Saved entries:
* BEGIN *
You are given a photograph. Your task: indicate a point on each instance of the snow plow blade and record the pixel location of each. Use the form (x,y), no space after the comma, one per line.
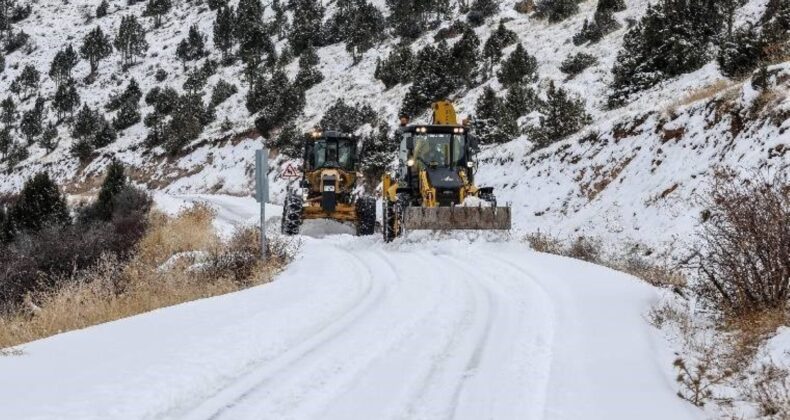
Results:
(457,218)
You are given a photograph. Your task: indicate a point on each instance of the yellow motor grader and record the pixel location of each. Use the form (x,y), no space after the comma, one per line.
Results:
(328,187)
(434,187)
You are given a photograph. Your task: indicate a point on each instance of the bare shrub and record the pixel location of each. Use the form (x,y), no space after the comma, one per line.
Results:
(744,260)
(541,242)
(771,391)
(697,379)
(585,249)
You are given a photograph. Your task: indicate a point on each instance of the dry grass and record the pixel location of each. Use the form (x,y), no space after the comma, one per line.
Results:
(112,290)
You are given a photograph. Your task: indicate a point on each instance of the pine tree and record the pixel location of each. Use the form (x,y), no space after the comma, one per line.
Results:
(114,182)
(364,31)
(86,123)
(275,102)
(157,9)
(397,68)
(8,113)
(217,4)
(6,142)
(49,138)
(66,99)
(95,48)
(224,38)
(497,125)
(518,68)
(105,135)
(432,81)
(193,47)
(378,148)
(562,115)
(521,100)
(466,56)
(501,38)
(31,124)
(127,116)
(29,80)
(308,75)
(63,63)
(40,204)
(101,10)
(308,16)
(347,118)
(130,40)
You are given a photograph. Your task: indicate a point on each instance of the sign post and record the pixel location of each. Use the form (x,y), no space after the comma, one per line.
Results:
(262,192)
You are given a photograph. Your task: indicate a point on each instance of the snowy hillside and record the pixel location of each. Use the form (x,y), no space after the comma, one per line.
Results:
(632,173)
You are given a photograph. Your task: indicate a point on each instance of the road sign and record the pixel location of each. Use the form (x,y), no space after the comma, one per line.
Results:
(262,192)
(290,172)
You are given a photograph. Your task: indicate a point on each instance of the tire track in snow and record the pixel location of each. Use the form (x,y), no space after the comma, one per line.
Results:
(214,406)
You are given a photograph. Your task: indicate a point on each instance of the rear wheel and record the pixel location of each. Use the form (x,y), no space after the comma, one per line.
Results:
(293,211)
(489,198)
(366,216)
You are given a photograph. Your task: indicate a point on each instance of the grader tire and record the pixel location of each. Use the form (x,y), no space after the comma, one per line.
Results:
(366,216)
(293,212)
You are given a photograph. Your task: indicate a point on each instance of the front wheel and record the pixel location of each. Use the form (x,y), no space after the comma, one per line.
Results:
(366,216)
(293,211)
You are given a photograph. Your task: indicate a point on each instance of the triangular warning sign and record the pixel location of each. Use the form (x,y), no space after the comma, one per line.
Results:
(290,172)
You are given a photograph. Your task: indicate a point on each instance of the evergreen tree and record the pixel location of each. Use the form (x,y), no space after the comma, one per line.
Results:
(224,38)
(63,63)
(432,81)
(193,47)
(130,40)
(101,10)
(8,113)
(40,204)
(365,29)
(466,56)
(398,67)
(308,75)
(497,125)
(378,149)
(521,100)
(157,9)
(106,134)
(275,102)
(519,67)
(31,124)
(186,124)
(49,138)
(217,4)
(114,183)
(308,16)
(127,116)
(347,118)
(562,115)
(501,38)
(95,48)
(86,123)
(6,142)
(29,80)
(66,99)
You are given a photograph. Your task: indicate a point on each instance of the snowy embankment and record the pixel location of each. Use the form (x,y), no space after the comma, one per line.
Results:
(358,329)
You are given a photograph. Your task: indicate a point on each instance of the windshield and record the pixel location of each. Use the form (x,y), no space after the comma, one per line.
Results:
(443,150)
(332,153)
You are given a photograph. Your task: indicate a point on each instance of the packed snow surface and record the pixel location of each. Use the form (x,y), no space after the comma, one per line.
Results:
(356,329)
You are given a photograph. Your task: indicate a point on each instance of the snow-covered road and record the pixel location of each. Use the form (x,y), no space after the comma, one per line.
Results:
(356,329)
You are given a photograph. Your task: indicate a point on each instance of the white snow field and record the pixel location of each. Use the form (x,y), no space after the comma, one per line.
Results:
(356,329)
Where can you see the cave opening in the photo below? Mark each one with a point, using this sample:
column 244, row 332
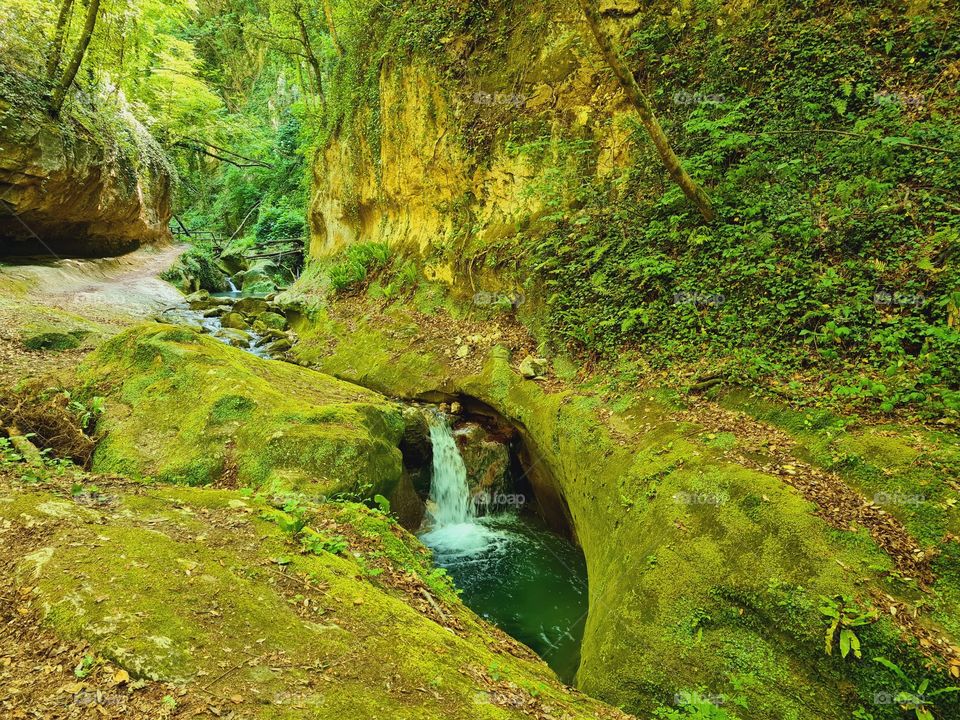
* END *
▸ Exercise description
Repeat the entries word for word, starting at the line that contains "the snowy embankment" and going on through the last of the entries. Leave the pictures out of your answer.

▸ Response to the exercise
You are given a photograph. Your task: indicate a point on each instance of the snowy embankment and record the pixel location of each. Use the form (x,y), no space after the comma, one per line.
Results:
(358,329)
You are given a photograph. Your task: indicate a point on each instance of the windshield and record the pixel location of each. Use the form (x,y), no space after the comma, one per line.
Results:
(443,150)
(332,153)
You are given a photograph. Your task: indicate a point on each instance of the packed snow surface and record the pixel location of each. Use the form (x,y), no space after the comma, one per line.
Results:
(356,329)
You are given a photograph. Your task: indicate a point on each instance of the snow-covered road and record the pixel location of each. Use the form (x,y), no space after the comma, one per line.
Results:
(356,329)
You are given a photograph. Your task: indicate a point on each instance of the white snow field and record the pixel location of each. Use the form (x,y), no space after the comma, one per line.
Results:
(356,329)
Where can you see the cave opening in the photo below? Mark each one with a point, using this sample:
column 244, row 332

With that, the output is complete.